Rows
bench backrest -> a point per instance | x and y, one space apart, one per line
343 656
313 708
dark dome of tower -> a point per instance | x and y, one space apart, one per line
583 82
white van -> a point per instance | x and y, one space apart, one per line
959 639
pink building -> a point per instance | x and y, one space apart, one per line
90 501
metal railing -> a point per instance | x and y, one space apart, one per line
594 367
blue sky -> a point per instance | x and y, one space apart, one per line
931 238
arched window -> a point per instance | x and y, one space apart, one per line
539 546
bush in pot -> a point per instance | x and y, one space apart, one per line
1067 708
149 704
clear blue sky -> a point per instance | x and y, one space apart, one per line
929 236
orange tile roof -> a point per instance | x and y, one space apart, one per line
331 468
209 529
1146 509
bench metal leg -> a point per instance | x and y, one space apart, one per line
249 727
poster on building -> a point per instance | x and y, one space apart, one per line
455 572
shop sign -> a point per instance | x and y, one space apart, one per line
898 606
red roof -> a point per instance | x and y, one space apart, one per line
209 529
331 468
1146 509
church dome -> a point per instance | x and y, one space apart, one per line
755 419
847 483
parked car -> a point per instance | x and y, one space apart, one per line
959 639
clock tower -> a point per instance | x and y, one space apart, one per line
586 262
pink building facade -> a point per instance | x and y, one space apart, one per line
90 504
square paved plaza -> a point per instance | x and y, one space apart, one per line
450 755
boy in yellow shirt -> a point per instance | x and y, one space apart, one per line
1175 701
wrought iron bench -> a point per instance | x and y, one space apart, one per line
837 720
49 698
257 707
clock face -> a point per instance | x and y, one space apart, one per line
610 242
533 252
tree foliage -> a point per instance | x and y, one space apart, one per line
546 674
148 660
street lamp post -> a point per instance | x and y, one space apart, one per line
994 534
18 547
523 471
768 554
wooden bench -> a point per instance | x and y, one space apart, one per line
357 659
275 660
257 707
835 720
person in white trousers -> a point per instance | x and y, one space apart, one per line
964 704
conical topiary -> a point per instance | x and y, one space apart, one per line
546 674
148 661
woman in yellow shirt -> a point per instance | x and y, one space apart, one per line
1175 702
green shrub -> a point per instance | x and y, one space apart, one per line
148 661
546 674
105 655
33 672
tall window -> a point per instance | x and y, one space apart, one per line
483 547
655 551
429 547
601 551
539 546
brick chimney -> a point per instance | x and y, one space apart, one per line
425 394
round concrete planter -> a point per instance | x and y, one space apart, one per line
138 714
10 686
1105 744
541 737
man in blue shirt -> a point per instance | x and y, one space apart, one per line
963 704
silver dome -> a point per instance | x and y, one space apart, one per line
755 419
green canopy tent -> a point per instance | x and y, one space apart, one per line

Instruction
Take the entries above and transcribe them exactly.

The response
bench backrest -> a point per instance | x and y, one space apart, one per line
343 656
313 708
dark dome of tower -> a point per instance | x and y, one space apart, one per line
583 82
white van -> a point per instance | x and y, one space apart, one per line
959 639
pink building -> a point per instance | x and y, one space apart, one per line
90 501
metal railing -> a point per instance | x and y, one space apart, one per line
594 367
blue sky -> a point per instance | x and y, one space apart, one per line
931 238
arched window -> a point per instance | x and y, one space apart, one per line
539 546
bush in pot -> a point per instance | x and y, one space apart, one per line
1067 708
149 704
clear blue sky -> a point per instance | x and y, one space apart, one per line
929 236
orange tile roof -> a point per instance | x and y, one space apart, one per line
331 468
209 529
1146 509
bench metal leg -> a point per instance | x and y, one space apart, one per line
249 727
poster on building -> a point per instance | x and y, one space apart, one per line
455 572
shop sign -> a point per instance | x and y, one space apart, one per line
898 606
red roof -> a point per instance | x and y, one space apart, one per line
209 529
331 468
1146 509
church dome -> a point per instance | x and y, one space apart, one per line
755 419
847 483
parked car -> a point per instance | x and y, one space apart, one per line
959 639
clock tower -> a point per instance | x and y, one space apart, one per line
586 262
pink building facade -> a point per instance | x and y, one space apart, one per line
90 504
square paved plaza -> a point per instance | x and y, one space apart, one per line
450 755
boy in yellow shirt -> a point per instance | x and y, one space apart, one per line
1175 701
wrought iron bench -> a point per instance | x and y, one space apart, one per line
837 720
49 698
257 707
clock face -> a point per instance | x and y, one space apart, one per line
610 242
533 252
tree foliage -> a point per instance | x and y, one space apart, one per line
546 674
148 660
street lamp post -> a point per instance | x and y, one space apart, one per line
994 534
18 547
523 471
768 554
wooden bench -> a point per instance | x and y, one space apart, one per line
357 659
275 660
257 707
835 720
person in white trousers -> a point per instance | x and y, one space apart, one per line
964 704
conical topiary -> a point per instance | x and y, one space apart, one per line
546 674
148 661
woman in yellow shirt -> a point per instance | x and y, one space apart, one per line
1175 702
green shrub -> a point per instance | x and y, one space apart, one per line
148 661
546 674
105 655
33 672
tall window -> a point per instance | x and y, one space apart, one per line
483 547
655 551
429 547
601 551
539 546
brick chimney -> a point per instance | x and y, one space apart, one per line
425 394
round concrete planter -> a point per instance | x and y, one space apart, one per line
138 714
10 686
1105 744
541 737
man in blue shirt -> a point per instance | x and y, one space apart, one per line
963 704
silver dome -> a point per instance | x and y, one space apart, one per line
755 419
green canopy tent -> a point per instance | x and y, one space apart, one per line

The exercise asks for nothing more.